[Opening DATA PROVIDED section]
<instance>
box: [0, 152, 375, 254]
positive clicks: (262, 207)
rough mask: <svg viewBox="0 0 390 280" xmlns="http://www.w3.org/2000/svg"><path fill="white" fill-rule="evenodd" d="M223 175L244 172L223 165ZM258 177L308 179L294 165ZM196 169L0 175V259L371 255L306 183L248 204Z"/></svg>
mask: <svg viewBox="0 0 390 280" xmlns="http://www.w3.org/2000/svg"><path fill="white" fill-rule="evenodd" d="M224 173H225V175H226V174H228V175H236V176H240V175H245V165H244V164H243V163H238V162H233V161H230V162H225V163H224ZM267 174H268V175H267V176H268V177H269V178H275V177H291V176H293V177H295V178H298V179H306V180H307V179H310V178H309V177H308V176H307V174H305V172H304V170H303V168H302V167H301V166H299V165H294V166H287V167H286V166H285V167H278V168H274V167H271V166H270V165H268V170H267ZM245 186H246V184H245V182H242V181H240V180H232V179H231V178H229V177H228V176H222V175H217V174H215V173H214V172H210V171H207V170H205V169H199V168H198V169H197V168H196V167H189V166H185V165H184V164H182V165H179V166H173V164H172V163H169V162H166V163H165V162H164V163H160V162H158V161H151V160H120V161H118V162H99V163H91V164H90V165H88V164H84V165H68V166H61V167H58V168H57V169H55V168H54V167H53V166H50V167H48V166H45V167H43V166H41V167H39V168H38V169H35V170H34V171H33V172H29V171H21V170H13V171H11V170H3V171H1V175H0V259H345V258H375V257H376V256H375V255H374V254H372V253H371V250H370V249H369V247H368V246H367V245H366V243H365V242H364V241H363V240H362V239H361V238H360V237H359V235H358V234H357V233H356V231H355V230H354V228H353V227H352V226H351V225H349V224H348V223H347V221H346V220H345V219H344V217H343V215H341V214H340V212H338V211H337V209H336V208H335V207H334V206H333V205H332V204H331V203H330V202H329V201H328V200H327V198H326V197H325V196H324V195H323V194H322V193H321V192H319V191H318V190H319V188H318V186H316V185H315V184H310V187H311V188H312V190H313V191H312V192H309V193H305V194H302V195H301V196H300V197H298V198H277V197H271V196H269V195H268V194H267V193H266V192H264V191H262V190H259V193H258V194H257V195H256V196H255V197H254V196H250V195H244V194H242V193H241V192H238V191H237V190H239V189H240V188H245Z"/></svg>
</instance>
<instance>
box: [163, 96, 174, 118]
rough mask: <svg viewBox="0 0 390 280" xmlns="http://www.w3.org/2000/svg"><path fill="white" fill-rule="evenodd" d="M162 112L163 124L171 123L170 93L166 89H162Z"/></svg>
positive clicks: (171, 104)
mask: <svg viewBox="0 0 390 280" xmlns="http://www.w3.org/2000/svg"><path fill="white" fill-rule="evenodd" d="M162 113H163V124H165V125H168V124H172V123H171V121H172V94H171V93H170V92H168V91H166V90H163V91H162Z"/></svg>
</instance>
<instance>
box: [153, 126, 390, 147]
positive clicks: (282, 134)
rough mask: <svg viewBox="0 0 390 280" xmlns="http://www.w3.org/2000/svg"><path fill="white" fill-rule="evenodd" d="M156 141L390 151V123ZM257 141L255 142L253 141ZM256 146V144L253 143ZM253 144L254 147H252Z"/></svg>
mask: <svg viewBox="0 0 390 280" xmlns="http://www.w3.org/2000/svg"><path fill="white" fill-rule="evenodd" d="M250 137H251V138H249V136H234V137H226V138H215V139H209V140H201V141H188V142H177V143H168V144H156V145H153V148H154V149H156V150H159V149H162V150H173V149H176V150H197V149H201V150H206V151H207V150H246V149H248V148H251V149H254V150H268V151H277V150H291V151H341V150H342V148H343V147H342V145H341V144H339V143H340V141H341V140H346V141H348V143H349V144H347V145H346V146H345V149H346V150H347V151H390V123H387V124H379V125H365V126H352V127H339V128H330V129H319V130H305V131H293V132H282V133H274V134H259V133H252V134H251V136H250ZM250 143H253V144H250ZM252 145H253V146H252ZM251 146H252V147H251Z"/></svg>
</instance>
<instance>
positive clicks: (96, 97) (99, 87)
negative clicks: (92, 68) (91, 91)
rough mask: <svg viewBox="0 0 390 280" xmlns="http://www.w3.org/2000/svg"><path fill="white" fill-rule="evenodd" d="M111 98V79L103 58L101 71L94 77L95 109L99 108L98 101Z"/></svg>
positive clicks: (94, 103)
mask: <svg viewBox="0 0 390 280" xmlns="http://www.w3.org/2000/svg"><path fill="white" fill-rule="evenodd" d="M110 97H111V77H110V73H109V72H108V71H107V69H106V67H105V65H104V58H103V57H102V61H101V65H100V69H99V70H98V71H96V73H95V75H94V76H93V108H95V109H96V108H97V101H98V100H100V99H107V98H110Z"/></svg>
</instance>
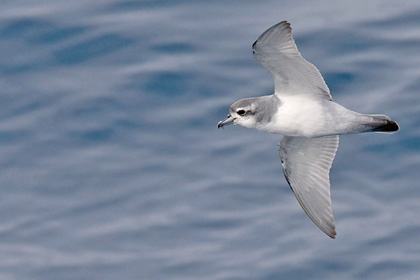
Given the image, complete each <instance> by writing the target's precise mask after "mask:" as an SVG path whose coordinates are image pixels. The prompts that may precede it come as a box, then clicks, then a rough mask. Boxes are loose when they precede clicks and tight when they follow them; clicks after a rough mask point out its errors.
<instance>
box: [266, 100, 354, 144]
mask: <svg viewBox="0 0 420 280" xmlns="http://www.w3.org/2000/svg"><path fill="white" fill-rule="evenodd" d="M281 101H282V104H281V106H280V107H279V110H278V111H277V113H276V114H275V115H274V116H273V119H272V122H270V125H268V126H266V127H265V128H264V129H261V130H265V131H267V132H271V133H280V134H283V135H287V136H304V137H317V136H325V135H332V134H341V132H342V129H343V127H341V126H343V125H344V123H340V119H341V117H342V116H344V117H346V116H345V115H347V111H348V112H351V111H349V110H347V109H346V108H344V107H342V106H340V105H338V104H336V103H334V102H331V101H327V100H312V99H308V98H307V97H293V96H292V97H284V98H282V99H281ZM337 114H338V115H337Z"/></svg>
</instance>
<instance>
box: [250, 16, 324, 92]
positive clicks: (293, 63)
mask: <svg viewBox="0 0 420 280" xmlns="http://www.w3.org/2000/svg"><path fill="white" fill-rule="evenodd" d="M252 49H253V53H254V57H255V58H256V59H257V60H258V61H259V62H260V63H261V64H262V65H263V66H264V67H265V68H266V69H267V70H268V71H270V73H271V74H272V75H273V78H274V85H275V93H276V94H278V95H280V96H282V95H291V94H293V95H295V94H305V95H311V96H315V97H319V98H324V99H328V100H332V98H331V94H330V90H329V89H328V86H327V85H326V84H325V81H324V79H323V78H322V75H321V73H320V72H319V70H318V69H317V68H316V67H315V66H314V65H313V64H311V63H310V62H308V61H307V60H305V59H304V58H303V57H302V55H301V54H300V52H299V51H298V49H297V46H296V44H295V40H294V39H293V35H292V28H291V27H290V23H288V22H287V21H282V22H280V23H278V24H276V25H274V26H272V27H270V28H269V29H267V30H266V31H265V32H264V33H263V34H261V36H260V37H259V38H258V39H257V40H256V41H255V43H254V44H253V45H252Z"/></svg>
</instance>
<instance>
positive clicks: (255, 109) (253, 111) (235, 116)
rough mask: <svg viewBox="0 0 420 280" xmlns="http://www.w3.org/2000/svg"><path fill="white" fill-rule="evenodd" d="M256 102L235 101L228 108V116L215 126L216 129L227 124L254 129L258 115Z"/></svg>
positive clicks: (219, 122) (252, 99)
mask: <svg viewBox="0 0 420 280" xmlns="http://www.w3.org/2000/svg"><path fill="white" fill-rule="evenodd" d="M258 109H259V106H258V102H256V98H245V99H241V100H238V101H236V102H235V103H233V104H232V106H230V109H229V115H228V116H227V118H226V119H225V120H223V121H220V122H219V123H218V124H217V128H221V127H224V126H225V125H229V124H239V125H241V126H244V127H248V128H255V127H256V124H257V120H258V113H259V110H258Z"/></svg>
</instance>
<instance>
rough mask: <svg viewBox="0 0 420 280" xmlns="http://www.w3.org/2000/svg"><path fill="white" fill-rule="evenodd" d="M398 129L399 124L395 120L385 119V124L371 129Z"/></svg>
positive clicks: (384, 130)
mask: <svg viewBox="0 0 420 280" xmlns="http://www.w3.org/2000/svg"><path fill="white" fill-rule="evenodd" d="M399 129H400V126H399V125H398V124H397V123H396V122H394V121H392V120H387V121H386V124H384V125H381V126H378V127H376V128H375V129H374V130H373V131H378V132H394V131H398V130H399Z"/></svg>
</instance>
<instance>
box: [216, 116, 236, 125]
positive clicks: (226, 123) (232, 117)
mask: <svg viewBox="0 0 420 280" xmlns="http://www.w3.org/2000/svg"><path fill="white" fill-rule="evenodd" d="M234 120H235V118H234V117H232V116H231V115H230V114H229V115H228V117H227V118H226V119H224V120H223V121H220V122H219V123H218V124H217V128H221V127H224V126H225V125H228V124H233V121H234Z"/></svg>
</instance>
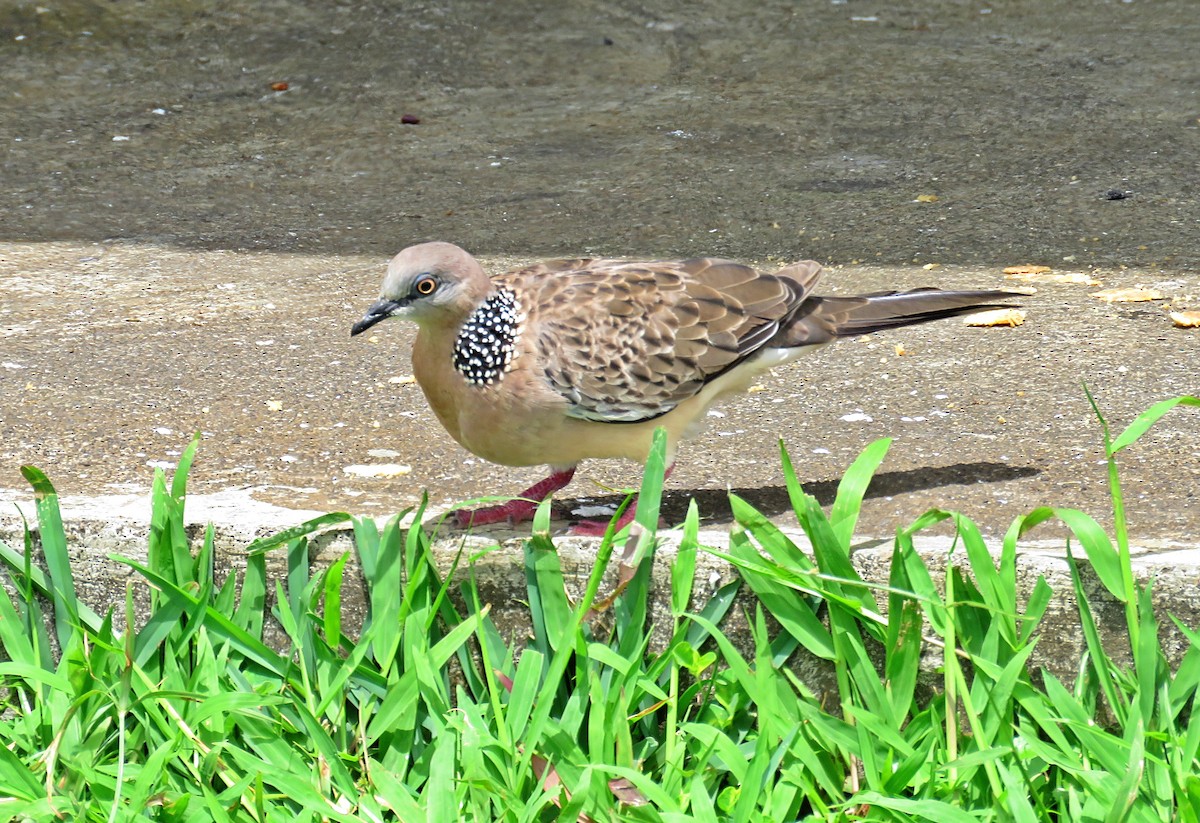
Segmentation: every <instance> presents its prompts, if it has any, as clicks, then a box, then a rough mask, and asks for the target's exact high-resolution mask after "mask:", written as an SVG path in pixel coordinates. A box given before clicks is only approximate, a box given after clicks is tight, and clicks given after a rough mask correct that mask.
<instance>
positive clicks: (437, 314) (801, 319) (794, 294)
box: [350, 242, 1014, 533]
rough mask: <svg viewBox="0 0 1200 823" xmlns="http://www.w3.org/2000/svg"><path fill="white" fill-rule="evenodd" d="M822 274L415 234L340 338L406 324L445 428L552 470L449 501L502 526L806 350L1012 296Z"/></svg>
[Closing DATA PROVIDED section]
EXERCISE BRIEF. Starting at the first line of the records, print each line exactly, stopping after the line that contains "positive clicks: (262, 207)".

SOLVED EXERCISE.
<instance>
box: [0, 152, 375, 254]
positive clicks: (262, 207)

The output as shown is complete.